> **PASSAGE**:

## Start

# Change JSON to JSON-in-CSV Format
File format has to be strings of JSON arrays with newline separation

## Load libraries

In [12]:
import json
import csv
import os

## Load data

In [2]:
f = open('./rawJSON.json')
jsonString = json.load(f)

Loading JSON data with `json.load()` gives an array of JSON dictionaries.

In [10]:
print(jsonString[0])

{'_id': '622a246457385c7597960660', 'index': 0, 'guid': '3d628606-766f-4dfa-abff-e61750547b12', 'isActive': False, 'balance': '$3,405.09', 'picture': 'http://placehold.it/32x32', 'age': 24, 'eyeColor': 'brown', 'name': 'Terry Harvey', 'gender': 'male', 'company': 'TROLLERY', 'email': 'terryharvey@trollery.com', 'phone': '+1 (892) 485-3715', 'address': '919 High Street, Enetai, Virgin Islands, 3063', 'about': 'Consequat consectetur mollit nulla cupidatat. Est aliquip cupidatat mollit non in voluptate deserunt irure veniam voluptate amet reprehenderit est irure. Ullamco id ullamco eu deserunt consectetur. Veniam deserunt qui elit ipsum Lorem non do dolor commodo mollit do pariatur.\r\n', 'registered': '2017-08-14T08:43:35 +05:00', 'latitude': 68.666876, 'longitude': -130.039902, 'tags': ['id', 'anim', 'consequat', 'cupidatat', 'qui', 'pariatur', 'sint'], 'friends': [{'id': 0, 'name': 'Hillary Brooks'}, {'id': 1, 'name': 'Johns Vega'}, {'id': 2, 'name': 'Sexton Chambers'}], 'greeting': 'H

## Write to csv
With the JSON as an array of dictionaries, all we need to do is load the json array row by row, convert each row into a string, then write into a csv - with a few small adjustments.

For the CSV to interpret the JSON as a single string, we need to wrap it in double quotes.

For the CSV to interpret each JSON string as a new row, we use `os.linesep` to add a line break at the end of our JSON string.

For BigQuery to read the string, all quotes need to be double quotes.

In [59]:
with open('./csvJSON.csv','w', newline='',  encoding='utf-8') as csvFile:
    for i in jsonString:
        print(i)
        jsonStr = str(i)
        #Change Bools to string
        jsonStr = jsonStr.replace("True", "'True'").replace("False", "'False'")
        #Make all single quotes into double double quotes
        jsonStrQ = jsonStr.replace("'", '""')
        #Wrap everything a a set of single double quotes to show it is text
        csvFile.write('"' + jsonStrQ + '"' + os.linesep)
#Close the file connection to the original JSON
f.close()

## End

Data entries
## Start

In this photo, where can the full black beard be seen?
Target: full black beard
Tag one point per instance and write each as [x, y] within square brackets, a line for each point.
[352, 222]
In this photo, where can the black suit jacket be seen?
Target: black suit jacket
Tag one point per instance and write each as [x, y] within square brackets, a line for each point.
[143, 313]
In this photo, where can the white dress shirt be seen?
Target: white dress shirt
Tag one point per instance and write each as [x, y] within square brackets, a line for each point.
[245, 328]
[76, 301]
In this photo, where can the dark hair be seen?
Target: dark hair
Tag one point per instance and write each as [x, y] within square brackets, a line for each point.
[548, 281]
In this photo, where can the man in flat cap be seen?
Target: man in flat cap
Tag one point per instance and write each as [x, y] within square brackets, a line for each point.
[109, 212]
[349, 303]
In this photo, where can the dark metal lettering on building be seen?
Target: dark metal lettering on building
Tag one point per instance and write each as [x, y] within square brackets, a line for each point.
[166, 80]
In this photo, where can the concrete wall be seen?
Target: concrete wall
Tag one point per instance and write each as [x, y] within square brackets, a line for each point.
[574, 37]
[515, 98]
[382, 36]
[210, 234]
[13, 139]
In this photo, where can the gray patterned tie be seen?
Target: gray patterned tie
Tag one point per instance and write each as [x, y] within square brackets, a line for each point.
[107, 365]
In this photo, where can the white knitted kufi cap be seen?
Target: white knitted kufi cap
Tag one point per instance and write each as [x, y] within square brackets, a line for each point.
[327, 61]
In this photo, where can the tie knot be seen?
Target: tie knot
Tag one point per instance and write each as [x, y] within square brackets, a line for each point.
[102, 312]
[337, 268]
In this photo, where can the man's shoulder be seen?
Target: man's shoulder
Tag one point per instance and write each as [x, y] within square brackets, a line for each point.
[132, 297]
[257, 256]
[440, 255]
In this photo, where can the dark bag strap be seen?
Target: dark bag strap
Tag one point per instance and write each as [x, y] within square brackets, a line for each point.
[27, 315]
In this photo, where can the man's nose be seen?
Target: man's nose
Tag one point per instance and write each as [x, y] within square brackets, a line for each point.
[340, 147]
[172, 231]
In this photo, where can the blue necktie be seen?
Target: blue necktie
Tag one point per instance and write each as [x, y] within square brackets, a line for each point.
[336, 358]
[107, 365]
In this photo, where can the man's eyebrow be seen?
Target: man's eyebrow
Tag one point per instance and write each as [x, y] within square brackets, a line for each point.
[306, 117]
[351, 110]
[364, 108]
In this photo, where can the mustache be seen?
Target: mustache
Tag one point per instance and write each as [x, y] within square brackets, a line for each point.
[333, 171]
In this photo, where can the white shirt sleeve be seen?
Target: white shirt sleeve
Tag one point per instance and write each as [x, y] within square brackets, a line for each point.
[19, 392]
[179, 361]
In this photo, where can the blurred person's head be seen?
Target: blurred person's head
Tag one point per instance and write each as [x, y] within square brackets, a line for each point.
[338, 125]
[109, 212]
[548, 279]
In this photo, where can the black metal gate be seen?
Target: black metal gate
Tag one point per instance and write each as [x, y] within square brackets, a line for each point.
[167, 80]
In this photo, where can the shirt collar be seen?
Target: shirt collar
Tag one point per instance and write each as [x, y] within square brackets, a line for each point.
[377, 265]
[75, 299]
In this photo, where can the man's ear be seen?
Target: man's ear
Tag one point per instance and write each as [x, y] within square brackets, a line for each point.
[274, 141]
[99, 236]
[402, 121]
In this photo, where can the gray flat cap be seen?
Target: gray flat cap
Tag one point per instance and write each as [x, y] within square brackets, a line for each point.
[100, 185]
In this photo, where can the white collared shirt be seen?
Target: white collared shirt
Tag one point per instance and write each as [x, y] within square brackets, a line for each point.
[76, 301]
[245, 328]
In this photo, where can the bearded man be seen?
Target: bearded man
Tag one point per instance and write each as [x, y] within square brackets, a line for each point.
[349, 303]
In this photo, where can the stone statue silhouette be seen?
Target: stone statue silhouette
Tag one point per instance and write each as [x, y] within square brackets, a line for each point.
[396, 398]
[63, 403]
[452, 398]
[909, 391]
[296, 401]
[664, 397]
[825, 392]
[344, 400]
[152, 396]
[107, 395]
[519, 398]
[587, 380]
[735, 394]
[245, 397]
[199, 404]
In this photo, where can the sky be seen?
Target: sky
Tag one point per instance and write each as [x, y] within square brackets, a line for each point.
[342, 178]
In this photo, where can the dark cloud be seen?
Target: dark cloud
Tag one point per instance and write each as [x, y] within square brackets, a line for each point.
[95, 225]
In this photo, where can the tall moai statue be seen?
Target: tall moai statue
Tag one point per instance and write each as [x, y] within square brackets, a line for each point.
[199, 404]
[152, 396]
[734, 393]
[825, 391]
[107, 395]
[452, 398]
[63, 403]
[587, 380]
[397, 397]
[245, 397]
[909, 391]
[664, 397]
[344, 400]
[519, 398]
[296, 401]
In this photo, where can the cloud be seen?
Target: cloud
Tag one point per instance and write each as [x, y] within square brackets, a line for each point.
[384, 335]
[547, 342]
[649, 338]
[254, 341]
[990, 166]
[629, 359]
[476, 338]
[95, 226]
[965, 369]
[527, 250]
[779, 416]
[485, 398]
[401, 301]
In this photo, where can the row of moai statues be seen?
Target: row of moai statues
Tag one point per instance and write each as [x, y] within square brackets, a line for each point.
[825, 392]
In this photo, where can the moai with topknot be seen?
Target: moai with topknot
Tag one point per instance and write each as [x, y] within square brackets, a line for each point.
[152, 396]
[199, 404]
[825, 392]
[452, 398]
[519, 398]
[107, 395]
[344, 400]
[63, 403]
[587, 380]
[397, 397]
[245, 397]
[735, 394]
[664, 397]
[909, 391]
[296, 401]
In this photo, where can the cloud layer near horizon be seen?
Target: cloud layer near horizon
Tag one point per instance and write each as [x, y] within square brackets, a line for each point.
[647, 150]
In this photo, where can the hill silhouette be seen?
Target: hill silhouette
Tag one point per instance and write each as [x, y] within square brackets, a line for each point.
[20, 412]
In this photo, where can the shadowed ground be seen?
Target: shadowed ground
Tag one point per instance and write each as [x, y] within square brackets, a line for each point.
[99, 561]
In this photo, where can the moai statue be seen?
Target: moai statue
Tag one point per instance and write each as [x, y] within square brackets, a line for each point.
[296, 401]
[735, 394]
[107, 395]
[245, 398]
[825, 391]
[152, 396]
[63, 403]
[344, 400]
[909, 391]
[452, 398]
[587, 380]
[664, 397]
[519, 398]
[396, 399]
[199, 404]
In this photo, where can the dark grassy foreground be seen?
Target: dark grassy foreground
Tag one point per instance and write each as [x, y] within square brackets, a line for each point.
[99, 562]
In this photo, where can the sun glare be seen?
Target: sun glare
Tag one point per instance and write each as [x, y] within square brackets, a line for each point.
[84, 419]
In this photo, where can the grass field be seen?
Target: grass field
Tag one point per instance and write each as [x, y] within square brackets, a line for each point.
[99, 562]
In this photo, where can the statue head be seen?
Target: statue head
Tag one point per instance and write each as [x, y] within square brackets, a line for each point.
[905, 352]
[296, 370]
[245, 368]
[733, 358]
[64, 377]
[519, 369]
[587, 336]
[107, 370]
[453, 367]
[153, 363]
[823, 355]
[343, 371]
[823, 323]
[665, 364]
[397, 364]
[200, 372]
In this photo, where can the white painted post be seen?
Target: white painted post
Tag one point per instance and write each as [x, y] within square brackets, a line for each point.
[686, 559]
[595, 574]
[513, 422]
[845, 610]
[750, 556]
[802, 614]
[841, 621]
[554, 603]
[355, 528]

## End
## Start

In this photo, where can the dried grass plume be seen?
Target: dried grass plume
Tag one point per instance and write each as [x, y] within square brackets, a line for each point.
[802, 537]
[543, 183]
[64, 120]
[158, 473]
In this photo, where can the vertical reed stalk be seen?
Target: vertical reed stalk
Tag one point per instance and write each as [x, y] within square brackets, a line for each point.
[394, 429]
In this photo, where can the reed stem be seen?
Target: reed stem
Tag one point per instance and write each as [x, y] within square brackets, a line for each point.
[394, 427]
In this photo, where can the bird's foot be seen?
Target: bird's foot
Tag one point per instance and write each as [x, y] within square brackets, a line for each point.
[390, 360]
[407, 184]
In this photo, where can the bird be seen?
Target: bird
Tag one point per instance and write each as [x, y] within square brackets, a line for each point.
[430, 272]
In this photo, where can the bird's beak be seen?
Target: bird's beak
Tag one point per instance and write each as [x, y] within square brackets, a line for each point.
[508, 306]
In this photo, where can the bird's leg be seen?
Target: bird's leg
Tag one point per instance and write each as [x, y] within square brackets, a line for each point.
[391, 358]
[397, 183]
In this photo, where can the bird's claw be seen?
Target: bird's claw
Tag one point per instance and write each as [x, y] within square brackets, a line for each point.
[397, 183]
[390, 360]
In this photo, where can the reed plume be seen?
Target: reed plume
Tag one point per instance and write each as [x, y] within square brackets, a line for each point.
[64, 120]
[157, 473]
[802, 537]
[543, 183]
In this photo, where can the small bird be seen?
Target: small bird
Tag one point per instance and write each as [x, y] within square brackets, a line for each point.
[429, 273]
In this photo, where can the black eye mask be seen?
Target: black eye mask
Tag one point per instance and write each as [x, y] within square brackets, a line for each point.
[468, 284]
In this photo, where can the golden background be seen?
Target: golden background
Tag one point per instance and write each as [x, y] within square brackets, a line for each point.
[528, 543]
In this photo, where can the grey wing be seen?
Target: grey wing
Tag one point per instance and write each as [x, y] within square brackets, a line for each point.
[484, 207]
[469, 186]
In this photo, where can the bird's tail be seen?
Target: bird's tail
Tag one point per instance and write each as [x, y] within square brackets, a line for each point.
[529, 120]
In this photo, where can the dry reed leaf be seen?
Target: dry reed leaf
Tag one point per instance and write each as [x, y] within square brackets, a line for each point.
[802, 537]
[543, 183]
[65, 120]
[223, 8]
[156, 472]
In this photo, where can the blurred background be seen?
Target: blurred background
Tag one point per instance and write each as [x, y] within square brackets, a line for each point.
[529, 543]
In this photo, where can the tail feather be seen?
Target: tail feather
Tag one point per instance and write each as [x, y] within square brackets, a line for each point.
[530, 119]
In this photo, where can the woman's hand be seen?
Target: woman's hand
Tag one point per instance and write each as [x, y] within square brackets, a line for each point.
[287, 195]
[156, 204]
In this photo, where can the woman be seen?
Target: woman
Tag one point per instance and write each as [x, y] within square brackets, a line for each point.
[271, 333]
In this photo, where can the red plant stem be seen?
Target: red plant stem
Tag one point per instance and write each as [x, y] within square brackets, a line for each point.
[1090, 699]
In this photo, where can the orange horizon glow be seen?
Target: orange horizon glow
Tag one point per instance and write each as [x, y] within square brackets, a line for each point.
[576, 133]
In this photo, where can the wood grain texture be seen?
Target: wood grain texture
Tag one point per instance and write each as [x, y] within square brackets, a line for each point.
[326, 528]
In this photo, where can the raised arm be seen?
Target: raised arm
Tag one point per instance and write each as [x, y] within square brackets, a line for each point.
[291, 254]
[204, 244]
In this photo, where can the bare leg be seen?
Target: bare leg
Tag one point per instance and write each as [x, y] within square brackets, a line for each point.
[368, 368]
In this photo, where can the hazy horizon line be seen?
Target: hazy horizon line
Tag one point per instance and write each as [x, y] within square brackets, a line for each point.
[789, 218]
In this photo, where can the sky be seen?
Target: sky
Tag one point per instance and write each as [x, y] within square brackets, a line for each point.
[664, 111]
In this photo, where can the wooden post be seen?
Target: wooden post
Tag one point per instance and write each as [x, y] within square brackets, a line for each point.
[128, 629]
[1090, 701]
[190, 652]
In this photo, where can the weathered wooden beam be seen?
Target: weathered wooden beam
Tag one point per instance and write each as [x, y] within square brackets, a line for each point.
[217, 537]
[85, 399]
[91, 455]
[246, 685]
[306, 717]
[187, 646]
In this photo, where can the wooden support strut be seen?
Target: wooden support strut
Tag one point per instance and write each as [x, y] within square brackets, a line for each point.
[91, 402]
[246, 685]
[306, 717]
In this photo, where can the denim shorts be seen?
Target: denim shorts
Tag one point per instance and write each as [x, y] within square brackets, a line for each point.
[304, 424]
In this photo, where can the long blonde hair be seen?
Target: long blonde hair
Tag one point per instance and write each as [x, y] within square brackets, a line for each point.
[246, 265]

## End
## Start

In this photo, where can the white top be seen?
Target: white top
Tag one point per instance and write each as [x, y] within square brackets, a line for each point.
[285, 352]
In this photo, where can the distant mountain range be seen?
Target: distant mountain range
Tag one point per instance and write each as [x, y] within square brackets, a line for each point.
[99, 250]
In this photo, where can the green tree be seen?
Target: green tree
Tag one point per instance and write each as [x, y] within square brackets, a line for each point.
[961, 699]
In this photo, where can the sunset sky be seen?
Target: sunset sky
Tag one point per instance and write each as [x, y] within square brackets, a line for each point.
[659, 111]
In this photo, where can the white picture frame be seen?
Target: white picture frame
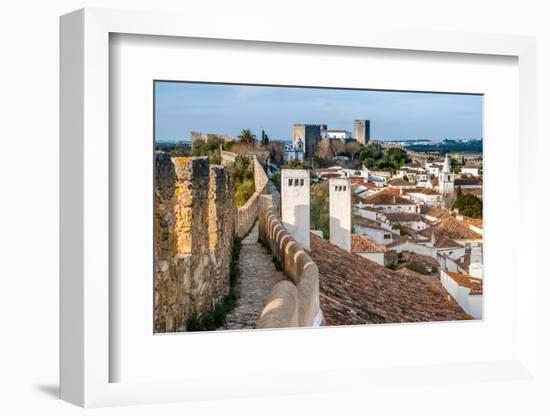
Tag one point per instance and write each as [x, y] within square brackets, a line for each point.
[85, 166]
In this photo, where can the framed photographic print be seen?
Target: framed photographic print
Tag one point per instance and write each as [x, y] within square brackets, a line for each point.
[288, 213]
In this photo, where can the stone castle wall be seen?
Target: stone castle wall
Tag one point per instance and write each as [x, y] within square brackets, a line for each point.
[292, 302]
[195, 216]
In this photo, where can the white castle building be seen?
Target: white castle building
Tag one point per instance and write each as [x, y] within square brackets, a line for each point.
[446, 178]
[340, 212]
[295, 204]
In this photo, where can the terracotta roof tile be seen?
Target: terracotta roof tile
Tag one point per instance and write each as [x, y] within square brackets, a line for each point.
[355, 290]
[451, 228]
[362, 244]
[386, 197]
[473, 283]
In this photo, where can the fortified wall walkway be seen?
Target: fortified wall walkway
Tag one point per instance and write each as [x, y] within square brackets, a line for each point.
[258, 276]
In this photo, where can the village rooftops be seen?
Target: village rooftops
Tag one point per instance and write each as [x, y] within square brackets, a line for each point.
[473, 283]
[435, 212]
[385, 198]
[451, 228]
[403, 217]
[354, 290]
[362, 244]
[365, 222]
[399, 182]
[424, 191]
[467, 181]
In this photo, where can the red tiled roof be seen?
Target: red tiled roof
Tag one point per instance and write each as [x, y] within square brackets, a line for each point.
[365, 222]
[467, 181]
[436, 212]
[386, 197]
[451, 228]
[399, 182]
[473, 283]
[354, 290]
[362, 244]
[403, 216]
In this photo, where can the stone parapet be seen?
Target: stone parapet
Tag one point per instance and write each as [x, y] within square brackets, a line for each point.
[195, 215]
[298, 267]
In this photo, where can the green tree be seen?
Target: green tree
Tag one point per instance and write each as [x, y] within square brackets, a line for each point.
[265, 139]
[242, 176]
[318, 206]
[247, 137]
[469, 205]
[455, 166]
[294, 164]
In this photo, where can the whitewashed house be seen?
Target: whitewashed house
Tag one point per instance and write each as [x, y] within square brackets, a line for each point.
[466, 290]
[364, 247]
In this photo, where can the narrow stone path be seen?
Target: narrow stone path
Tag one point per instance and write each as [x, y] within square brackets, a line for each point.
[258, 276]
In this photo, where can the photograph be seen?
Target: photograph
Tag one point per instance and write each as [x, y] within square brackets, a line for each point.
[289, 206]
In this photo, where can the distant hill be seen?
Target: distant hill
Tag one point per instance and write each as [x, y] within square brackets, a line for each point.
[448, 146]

## End

> **CHALLENGE 1**: Which modules does the JSON-to-CSV walkthrough import in its "Load libraries" step?
> **CHALLENGE 2**: Carry on the JSON-to-CSV walkthrough past its last line of code.

> **FINAL ANSWER 1**: json, csv, os

> **FINAL ANSWER 2**:
{'_id': '622a246457385c7597960660', 'index': 0, 'guid': '3d628606-766f-4dfa-abff-e61750547b12', 'isActive': False, 'balance': '$3,405.09', 'picture': 'http://placehold.it/32x32', 'age': 24, 'eyeColor': 'brown', 'name': 'Terry Harvey', 'gender': 'male', 'company': 'TROLLERY', 'email': 'terryharvey@trollery.com', 'phone': '+1 (892) 485-3715', 'address': '919 High Street, Enetai, Virgin Islands, 3063', 'about': 'Consequat consectetur mollit nulla cupidatat. Est aliquip cupidatat mollit non in voluptate deserunt irure veniam voluptate amet reprehenderit est irure. Ullamco id ullamco eu deserunt consectetur. Veniam deserunt qui elit ipsum Lorem non do dolor commodo mollit do pariatur.\r\n', 'registered': '2017-08-14T08:43:35 +05:00', 'latitude': 68.666876, 'longitude': -130.039902, 'tags': ['id', 'anim', 'consequat', 'cupidatat', 'qui', 'pariatur', 'sint'], 'friends': [{'id': 0, 'name': 'Hillary Brooks'}, {'id': 1, 'name': 'Johns Vega'}, {'id': 2, 'name': 'Sexton Chambers'}], 'greeting': 'H

# Loading to BigQuery

The instructions use bq command line tool. Unfortunately, creating a schema with the command line tool from JSON is a pain, especially for those on windows. Bq neither pulls JSON in utf-8 format nor in newline JSON, which is a requirement for loading a schema to bigquery.

Therefore, it's much easier to create an empty table with ``create table if not exists `<project>.<dataset>.csv_json_dummy_users` (json JSON)``

This will give a single table, now we can use either the console or bq command line tool to upload date.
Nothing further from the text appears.